*WHAT YOU NEED TO DO*:
Could you render the stretch of data from the line containing "task | put a marker on each instance of the shrub" through the line containing "x=521, y=479" as a numbered list, leaving out blank lines and including nothing outside that stretch?

*PROVIDED DATA*:
* start *
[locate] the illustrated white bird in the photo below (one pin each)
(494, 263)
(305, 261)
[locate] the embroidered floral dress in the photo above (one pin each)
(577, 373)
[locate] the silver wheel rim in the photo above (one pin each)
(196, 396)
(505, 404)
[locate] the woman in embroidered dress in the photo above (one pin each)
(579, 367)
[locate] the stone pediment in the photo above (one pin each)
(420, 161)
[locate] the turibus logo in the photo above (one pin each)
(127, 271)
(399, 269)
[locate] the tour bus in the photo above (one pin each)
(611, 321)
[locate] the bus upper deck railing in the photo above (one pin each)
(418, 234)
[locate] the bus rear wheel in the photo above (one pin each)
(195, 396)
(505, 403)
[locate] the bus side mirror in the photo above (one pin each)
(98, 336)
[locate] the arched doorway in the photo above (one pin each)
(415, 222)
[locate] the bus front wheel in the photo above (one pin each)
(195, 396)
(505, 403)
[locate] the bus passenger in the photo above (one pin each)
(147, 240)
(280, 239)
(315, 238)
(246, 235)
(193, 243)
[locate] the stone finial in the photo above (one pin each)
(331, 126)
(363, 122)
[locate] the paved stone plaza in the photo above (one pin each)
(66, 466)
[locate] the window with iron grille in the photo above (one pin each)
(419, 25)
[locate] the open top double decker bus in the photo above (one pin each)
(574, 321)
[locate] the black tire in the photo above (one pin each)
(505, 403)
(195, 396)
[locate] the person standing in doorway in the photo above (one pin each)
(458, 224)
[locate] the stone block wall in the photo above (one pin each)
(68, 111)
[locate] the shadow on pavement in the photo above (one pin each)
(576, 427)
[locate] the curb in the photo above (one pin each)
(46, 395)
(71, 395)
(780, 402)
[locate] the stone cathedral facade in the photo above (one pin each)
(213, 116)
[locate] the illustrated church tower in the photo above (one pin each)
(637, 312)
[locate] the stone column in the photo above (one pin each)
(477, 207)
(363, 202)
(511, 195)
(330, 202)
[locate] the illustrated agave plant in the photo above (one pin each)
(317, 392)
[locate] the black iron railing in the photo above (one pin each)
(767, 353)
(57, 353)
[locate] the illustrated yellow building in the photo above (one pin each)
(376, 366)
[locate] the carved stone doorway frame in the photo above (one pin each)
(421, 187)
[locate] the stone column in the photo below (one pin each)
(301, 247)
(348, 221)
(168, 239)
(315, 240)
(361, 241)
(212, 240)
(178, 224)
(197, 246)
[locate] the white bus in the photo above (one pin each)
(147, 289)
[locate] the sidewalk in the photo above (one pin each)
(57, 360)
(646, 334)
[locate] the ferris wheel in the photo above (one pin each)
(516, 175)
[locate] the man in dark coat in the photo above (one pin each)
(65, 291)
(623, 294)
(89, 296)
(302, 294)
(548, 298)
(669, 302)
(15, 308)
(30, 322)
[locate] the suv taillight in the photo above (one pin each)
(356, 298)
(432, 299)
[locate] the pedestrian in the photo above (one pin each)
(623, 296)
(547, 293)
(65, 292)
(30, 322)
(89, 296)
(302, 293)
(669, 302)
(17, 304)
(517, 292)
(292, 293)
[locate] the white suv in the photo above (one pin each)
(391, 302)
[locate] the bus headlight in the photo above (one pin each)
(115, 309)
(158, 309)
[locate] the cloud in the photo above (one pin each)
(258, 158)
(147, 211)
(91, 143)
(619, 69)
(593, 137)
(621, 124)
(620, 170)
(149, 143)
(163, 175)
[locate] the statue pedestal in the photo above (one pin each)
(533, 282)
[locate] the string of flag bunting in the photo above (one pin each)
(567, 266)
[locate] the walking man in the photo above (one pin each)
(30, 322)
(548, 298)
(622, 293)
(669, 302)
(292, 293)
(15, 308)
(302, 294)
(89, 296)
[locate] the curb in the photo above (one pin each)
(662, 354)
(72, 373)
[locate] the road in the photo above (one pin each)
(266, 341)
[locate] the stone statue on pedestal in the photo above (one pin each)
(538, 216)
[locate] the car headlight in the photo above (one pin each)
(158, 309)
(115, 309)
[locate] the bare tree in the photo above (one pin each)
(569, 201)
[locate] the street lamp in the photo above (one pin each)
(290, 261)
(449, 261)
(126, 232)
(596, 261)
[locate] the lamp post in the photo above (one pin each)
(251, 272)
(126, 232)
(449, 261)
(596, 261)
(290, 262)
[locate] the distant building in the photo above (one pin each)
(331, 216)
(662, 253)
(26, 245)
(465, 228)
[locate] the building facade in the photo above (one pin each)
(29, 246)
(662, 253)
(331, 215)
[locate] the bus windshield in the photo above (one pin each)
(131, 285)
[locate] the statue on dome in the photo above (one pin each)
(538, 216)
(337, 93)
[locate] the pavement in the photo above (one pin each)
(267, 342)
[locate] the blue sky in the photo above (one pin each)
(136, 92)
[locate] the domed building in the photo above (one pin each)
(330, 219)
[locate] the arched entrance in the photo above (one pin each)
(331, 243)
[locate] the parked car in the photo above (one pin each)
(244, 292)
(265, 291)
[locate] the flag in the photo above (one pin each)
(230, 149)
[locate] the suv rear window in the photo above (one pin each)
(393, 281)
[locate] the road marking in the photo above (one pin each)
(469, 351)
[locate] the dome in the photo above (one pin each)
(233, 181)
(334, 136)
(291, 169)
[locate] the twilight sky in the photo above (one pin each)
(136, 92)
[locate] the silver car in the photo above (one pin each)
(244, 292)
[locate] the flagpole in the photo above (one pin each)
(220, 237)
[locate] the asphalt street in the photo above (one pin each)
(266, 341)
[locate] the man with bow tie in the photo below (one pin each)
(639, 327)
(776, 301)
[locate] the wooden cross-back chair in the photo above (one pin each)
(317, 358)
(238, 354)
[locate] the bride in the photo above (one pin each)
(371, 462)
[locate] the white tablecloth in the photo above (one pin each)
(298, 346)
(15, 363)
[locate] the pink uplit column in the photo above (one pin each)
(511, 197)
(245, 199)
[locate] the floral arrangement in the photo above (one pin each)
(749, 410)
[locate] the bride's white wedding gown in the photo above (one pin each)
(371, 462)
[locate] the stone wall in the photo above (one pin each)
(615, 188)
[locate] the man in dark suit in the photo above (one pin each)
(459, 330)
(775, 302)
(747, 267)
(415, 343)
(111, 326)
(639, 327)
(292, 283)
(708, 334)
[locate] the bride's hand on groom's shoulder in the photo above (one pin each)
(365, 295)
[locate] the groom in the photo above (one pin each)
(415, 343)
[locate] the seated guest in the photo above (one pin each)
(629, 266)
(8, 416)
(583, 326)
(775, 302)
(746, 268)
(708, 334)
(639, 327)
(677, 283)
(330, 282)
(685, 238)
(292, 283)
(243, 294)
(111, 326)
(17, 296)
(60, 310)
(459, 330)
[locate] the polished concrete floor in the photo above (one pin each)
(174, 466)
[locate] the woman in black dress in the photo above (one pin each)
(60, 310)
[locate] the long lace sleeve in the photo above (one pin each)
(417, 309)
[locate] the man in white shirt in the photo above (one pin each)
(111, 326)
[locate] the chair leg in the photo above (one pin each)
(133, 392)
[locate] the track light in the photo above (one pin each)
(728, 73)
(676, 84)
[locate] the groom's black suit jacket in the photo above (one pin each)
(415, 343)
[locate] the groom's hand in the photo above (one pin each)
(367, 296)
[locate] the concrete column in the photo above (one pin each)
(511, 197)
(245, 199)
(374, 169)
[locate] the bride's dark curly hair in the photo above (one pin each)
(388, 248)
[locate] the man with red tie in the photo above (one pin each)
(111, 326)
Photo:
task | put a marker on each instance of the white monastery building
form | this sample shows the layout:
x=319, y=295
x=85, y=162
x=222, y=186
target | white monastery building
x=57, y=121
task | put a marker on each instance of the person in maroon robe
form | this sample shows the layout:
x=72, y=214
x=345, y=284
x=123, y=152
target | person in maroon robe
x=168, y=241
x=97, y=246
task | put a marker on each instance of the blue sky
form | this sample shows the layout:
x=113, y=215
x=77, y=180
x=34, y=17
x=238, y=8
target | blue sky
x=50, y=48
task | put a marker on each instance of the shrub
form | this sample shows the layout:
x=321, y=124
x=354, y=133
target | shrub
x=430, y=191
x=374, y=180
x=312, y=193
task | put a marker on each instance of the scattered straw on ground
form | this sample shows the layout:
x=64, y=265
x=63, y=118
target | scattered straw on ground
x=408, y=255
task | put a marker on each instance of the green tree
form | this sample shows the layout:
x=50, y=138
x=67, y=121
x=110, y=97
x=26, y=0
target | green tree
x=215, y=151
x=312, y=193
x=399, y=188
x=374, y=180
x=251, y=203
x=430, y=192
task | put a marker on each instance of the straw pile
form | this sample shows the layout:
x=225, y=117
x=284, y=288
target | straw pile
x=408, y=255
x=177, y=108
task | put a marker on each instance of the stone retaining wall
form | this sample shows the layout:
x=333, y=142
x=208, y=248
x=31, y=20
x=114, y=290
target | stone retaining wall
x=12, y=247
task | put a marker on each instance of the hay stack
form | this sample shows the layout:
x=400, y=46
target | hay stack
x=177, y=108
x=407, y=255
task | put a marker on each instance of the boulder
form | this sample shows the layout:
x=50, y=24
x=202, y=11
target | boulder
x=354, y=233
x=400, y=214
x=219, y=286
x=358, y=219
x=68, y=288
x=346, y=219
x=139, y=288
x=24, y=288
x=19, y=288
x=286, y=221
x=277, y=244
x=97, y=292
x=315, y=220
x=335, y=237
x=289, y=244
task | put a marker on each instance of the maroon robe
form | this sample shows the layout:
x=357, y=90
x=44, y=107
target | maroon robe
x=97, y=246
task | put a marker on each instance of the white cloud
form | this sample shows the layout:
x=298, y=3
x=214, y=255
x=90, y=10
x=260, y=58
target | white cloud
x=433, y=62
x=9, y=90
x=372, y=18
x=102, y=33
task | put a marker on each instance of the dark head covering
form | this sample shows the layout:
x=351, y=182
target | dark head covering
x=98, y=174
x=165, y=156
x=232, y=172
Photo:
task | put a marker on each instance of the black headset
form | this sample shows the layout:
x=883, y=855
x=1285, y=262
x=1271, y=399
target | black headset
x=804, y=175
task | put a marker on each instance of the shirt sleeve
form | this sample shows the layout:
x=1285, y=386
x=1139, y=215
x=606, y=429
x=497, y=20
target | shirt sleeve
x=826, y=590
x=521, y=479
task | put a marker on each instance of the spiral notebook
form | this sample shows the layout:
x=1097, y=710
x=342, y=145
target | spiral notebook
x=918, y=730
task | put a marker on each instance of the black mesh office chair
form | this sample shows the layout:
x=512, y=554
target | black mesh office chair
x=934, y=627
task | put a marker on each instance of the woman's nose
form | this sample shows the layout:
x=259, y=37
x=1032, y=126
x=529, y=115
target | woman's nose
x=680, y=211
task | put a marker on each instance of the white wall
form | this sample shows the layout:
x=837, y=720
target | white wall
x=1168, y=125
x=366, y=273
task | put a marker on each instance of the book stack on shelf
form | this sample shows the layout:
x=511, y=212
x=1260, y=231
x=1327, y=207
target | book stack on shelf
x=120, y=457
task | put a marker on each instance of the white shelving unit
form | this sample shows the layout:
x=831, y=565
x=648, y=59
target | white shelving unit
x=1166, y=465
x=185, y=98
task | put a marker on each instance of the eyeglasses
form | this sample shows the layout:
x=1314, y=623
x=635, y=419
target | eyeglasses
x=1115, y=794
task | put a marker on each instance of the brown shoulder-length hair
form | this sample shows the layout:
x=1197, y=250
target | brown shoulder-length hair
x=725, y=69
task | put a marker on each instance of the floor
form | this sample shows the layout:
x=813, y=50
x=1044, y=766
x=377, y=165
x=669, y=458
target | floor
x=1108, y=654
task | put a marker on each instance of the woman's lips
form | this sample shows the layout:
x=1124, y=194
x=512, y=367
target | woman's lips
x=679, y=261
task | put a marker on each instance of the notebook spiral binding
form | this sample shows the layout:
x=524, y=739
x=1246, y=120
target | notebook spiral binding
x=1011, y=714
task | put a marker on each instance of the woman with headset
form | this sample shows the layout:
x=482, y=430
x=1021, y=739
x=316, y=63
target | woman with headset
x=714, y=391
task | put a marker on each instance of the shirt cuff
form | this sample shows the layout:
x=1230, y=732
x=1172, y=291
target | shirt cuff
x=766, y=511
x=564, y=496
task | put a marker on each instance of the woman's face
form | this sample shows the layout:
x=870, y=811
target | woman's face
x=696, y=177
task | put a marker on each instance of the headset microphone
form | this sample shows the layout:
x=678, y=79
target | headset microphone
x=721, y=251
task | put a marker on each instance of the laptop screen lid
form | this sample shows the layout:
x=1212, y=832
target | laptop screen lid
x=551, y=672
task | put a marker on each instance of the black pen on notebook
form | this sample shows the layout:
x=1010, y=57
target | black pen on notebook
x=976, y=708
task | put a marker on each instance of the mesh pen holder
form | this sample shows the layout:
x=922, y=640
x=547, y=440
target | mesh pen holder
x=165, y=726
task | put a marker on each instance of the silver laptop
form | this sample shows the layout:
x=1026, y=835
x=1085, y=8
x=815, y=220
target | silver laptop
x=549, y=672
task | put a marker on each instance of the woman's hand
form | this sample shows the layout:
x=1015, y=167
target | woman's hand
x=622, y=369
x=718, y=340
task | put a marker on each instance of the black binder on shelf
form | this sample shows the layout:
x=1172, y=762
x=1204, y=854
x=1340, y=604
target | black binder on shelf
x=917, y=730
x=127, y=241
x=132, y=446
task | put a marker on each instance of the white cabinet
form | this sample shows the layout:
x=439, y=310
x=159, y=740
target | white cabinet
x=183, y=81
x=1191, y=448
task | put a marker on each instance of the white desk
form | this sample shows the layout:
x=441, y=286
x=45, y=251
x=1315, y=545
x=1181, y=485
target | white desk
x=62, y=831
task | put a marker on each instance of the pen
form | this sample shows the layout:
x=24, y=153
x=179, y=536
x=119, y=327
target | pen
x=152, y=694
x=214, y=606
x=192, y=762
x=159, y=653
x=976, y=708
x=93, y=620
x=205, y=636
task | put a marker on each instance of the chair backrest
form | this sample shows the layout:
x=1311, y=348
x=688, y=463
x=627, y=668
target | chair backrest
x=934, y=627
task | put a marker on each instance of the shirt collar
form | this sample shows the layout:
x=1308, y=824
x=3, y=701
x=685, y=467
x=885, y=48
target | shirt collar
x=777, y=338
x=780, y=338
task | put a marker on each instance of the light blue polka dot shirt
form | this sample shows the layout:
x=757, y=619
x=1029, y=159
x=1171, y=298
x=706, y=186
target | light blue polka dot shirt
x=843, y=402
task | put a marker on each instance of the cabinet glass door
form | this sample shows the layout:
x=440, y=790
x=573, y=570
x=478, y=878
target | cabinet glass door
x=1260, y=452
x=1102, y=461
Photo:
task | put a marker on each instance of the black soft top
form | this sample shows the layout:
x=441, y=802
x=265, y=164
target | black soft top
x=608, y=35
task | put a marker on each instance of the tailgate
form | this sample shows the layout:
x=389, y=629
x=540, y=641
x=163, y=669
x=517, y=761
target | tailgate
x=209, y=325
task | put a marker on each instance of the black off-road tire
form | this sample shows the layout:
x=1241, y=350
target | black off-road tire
* end *
*EXERCISE OUTPUT*:
1. task | put a marker on each instance of the shrub
2. form | this sample shows the layout:
3. x=321, y=124
4. x=354, y=133
5. target | shrub
6. x=430, y=191
7. x=374, y=180
8. x=312, y=193
9. task | put a marker on each instance of the scattered straw on ground
10. form | this sample shows the layout:
11. x=64, y=265
12. x=63, y=118
13. target | scattered straw on ground
14. x=408, y=255
15. task | put a marker on each instance of the green tree
16. form | this sample shows the layout:
17. x=50, y=138
18. x=67, y=121
19. x=110, y=97
20. x=26, y=0
21. target | green tree
22. x=215, y=151
23. x=312, y=193
24. x=399, y=188
25. x=374, y=180
26. x=251, y=203
27. x=430, y=192
28. task | put a marker on each instance of the straw pile
29. form | this sample shows the layout:
30. x=225, y=117
31. x=284, y=288
32. target | straw pile
33. x=408, y=255
34. x=177, y=108
35. task | put a marker on each instance of the stone retaining wall
36. form | this sample shows the layout:
37. x=333, y=142
38. x=208, y=248
39. x=31, y=20
40. x=114, y=290
41. target | stone retaining wall
42. x=12, y=247
43. task | put a marker on each instance of the hay stack
44. form | this sample shows the layout:
45. x=400, y=46
46. target | hay stack
47. x=177, y=108
48. x=407, y=255
49. task | put a marker on each instance of the boulder
50. form | this sample shows the layout:
51. x=50, y=24
52. x=202, y=11
53. target | boulder
54. x=354, y=233
55. x=400, y=214
56. x=219, y=286
57. x=358, y=219
58. x=68, y=288
59. x=346, y=219
60. x=139, y=288
61. x=24, y=288
62. x=19, y=288
63. x=286, y=221
64. x=277, y=244
65. x=97, y=292
66. x=315, y=220
67. x=335, y=237
68. x=289, y=244
69. task | put a marker on each instance of the maroon robe
70. form | this sample shows the layout:
71. x=357, y=90
72. x=44, y=107
73. target | maroon robe
74. x=97, y=246
75. task | put a marker on each instance of the white cloud
76. form | this sample shows the layout:
77. x=298, y=3
78. x=214, y=255
79. x=90, y=10
80. x=260, y=58
81. target | white cloud
82. x=433, y=62
83. x=9, y=90
84. x=372, y=18
85. x=102, y=33
86. task | put a marker on each instance of the dark head covering
87. form | this sample shows the layout:
88. x=351, y=182
89. target | dark head covering
90. x=98, y=174
91. x=165, y=156
92. x=232, y=172
93. Photo:
94. task | put a marker on each instance of the black headset
95. form | this sample shows the layout:
96. x=883, y=855
97. x=1285, y=262
98. x=1271, y=399
99. target | black headset
100. x=804, y=175
101. task | put a marker on each instance of the shirt sleeve
102. form | this sample shows the layout:
103. x=1285, y=386
104. x=1139, y=215
105. x=606, y=429
106. x=497, y=20
107. target | shirt sleeve
108. x=826, y=590
109. x=521, y=479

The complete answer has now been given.